• [What is needed]: Begin at the line that contains "the kangaroo ear" and reproduce it along with every line after it to the end of the listing; skip any pictures.

• [Entries supplied]:
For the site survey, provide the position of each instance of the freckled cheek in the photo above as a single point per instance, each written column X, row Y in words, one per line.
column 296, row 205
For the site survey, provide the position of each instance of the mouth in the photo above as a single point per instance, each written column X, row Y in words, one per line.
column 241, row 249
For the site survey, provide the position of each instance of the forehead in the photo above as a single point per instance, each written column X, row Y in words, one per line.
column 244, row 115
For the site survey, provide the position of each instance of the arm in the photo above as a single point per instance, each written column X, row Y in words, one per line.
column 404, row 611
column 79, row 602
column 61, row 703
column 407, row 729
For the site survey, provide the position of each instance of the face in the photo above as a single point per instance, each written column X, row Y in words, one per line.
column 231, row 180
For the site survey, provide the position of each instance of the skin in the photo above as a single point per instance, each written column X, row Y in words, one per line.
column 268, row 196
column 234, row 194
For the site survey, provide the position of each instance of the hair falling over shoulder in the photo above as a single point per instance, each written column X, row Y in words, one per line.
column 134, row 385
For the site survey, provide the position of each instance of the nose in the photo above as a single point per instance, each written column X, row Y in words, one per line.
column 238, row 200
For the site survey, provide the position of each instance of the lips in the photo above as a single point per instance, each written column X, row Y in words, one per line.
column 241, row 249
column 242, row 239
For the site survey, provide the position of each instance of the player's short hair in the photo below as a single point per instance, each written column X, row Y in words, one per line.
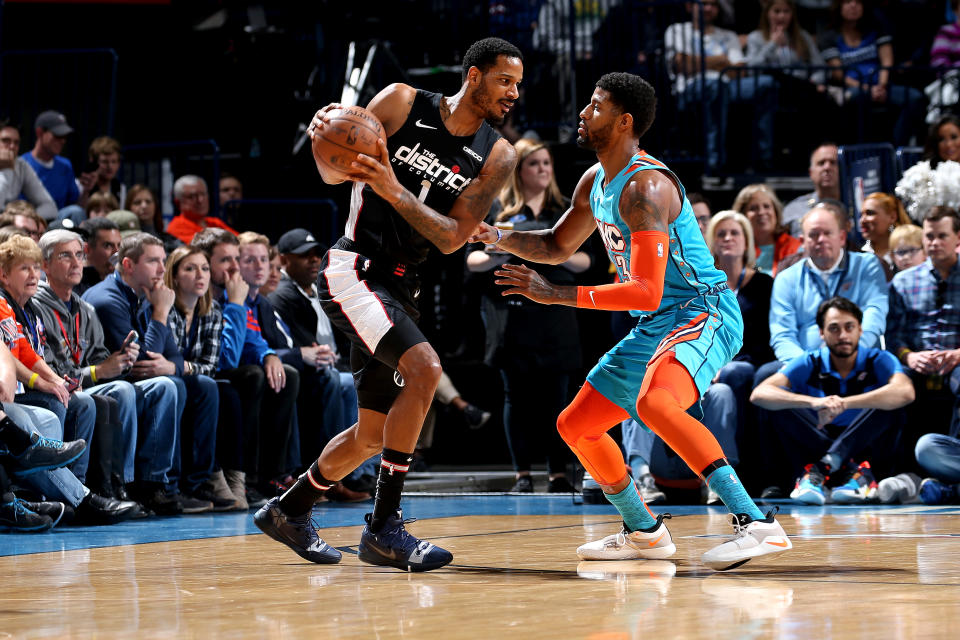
column 483, row 54
column 840, row 304
column 633, row 95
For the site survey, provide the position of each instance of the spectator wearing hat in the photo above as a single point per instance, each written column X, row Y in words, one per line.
column 55, row 171
column 17, row 176
column 103, row 240
column 333, row 394
column 193, row 200
column 127, row 222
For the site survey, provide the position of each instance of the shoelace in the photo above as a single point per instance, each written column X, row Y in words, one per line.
column 48, row 442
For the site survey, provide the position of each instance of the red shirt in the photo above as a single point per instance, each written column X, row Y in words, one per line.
column 184, row 228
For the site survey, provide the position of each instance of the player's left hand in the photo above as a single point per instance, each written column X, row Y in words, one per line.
column 524, row 281
column 377, row 173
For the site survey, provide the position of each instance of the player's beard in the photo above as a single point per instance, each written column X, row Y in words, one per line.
column 595, row 140
column 489, row 106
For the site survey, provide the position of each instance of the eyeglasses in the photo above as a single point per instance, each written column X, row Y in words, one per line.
column 67, row 256
column 904, row 252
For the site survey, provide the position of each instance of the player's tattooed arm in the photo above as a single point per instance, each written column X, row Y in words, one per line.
column 649, row 202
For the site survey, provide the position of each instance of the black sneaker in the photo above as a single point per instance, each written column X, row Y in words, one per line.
column 17, row 517
column 297, row 533
column 53, row 510
column 475, row 416
column 393, row 546
column 524, row 484
column 44, row 454
column 560, row 484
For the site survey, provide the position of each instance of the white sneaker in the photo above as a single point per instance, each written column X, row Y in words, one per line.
column 654, row 544
column 903, row 488
column 750, row 540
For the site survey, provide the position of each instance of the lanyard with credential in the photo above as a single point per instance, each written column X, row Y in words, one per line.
column 74, row 348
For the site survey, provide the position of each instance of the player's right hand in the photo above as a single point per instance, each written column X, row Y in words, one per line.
column 484, row 233
column 319, row 118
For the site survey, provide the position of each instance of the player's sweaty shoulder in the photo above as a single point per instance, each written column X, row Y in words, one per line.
column 393, row 105
column 650, row 201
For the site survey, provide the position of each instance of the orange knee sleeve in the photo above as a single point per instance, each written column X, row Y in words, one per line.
column 668, row 391
column 583, row 426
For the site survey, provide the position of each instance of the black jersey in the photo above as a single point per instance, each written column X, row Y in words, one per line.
column 433, row 165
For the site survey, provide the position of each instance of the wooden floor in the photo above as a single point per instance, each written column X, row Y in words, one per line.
column 863, row 575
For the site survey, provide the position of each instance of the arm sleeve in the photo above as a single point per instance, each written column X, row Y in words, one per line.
column 36, row 193
column 644, row 289
column 232, row 337
column 874, row 302
column 784, row 336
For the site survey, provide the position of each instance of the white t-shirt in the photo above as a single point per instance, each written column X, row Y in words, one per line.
column 684, row 38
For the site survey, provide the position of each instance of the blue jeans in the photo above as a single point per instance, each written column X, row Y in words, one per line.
column 78, row 420
column 59, row 485
column 719, row 416
column 158, row 429
column 939, row 455
column 126, row 396
column 195, row 453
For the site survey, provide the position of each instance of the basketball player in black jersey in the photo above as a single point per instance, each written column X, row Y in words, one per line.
column 438, row 172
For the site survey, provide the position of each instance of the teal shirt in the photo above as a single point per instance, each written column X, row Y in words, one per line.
column 690, row 265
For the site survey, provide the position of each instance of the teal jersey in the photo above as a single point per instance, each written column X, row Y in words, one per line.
column 690, row 266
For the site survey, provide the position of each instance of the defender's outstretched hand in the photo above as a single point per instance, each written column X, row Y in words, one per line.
column 524, row 281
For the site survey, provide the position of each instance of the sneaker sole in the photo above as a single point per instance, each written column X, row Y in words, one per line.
column 371, row 557
column 264, row 523
column 658, row 553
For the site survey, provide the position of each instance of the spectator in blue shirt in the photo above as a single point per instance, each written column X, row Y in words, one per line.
column 827, row 271
column 120, row 307
column 266, row 389
column 830, row 407
column 55, row 171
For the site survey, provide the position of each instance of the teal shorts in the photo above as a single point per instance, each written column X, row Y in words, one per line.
column 704, row 333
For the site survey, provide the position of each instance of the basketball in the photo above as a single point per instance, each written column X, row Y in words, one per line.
column 347, row 132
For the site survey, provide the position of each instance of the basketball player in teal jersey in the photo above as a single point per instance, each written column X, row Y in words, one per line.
column 689, row 325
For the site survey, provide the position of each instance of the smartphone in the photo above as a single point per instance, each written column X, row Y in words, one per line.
column 133, row 337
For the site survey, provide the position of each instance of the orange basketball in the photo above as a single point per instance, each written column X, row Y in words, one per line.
column 347, row 132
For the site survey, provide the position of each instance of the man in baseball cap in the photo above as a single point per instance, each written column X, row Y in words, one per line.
column 54, row 171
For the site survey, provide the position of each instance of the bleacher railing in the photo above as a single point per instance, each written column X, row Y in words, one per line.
column 159, row 164
column 80, row 83
column 275, row 216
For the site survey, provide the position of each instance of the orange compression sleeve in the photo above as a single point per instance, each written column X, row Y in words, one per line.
column 642, row 292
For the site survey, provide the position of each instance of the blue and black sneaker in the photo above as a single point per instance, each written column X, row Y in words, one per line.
column 392, row 546
column 16, row 517
column 295, row 532
column 44, row 454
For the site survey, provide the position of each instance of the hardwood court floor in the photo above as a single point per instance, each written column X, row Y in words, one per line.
column 853, row 573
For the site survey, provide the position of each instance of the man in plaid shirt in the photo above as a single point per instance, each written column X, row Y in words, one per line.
column 923, row 325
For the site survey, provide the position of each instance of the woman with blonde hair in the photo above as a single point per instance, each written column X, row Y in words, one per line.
column 760, row 204
column 880, row 214
column 535, row 347
column 196, row 323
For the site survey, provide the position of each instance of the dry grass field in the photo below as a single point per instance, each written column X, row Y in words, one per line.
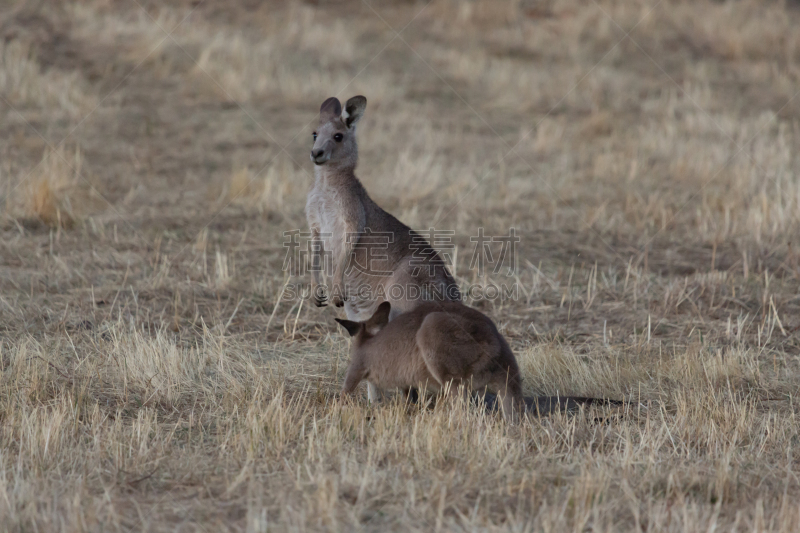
column 155, row 377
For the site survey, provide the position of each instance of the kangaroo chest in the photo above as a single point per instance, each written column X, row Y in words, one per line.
column 325, row 214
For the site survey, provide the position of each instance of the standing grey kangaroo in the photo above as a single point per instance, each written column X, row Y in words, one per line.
column 434, row 344
column 374, row 256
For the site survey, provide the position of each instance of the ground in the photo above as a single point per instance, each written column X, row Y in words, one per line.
column 156, row 375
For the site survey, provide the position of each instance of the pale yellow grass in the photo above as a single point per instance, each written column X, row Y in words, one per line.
column 159, row 373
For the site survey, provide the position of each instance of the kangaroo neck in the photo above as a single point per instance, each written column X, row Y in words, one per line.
column 335, row 175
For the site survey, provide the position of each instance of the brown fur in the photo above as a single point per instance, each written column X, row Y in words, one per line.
column 338, row 205
column 434, row 344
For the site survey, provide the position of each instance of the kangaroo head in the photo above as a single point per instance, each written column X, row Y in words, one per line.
column 361, row 331
column 335, row 137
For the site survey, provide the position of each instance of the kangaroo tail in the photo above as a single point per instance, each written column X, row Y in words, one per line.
column 547, row 405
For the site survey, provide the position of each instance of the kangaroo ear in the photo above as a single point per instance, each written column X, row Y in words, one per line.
column 352, row 327
column 379, row 319
column 354, row 110
column 330, row 108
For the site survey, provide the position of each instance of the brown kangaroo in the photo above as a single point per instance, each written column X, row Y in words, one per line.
column 430, row 346
column 346, row 223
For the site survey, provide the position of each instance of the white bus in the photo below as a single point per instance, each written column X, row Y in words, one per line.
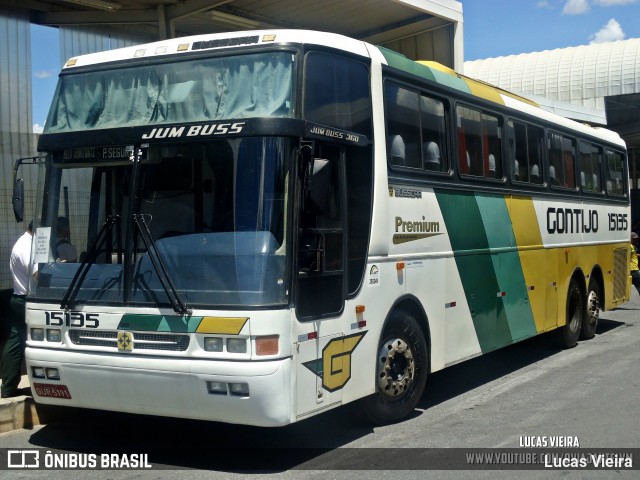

• [Answer below]:
For the site survey, provide the position of each instance of the kangaroo ear in the photo above as a single point per instance, each written column X, row Y in words, one per line.
column 352, row 327
column 379, row 319
column 354, row 110
column 330, row 108
For the site survey, provide the position of each instance of the brown kangaroo in the photo above as a single point per instance, each written column X, row Y in words, one per line.
column 430, row 346
column 346, row 223
For the site survey, provide the position of each instance of the white bus in the photo below as a single point per instance, each written column X, row Y in words, one per line.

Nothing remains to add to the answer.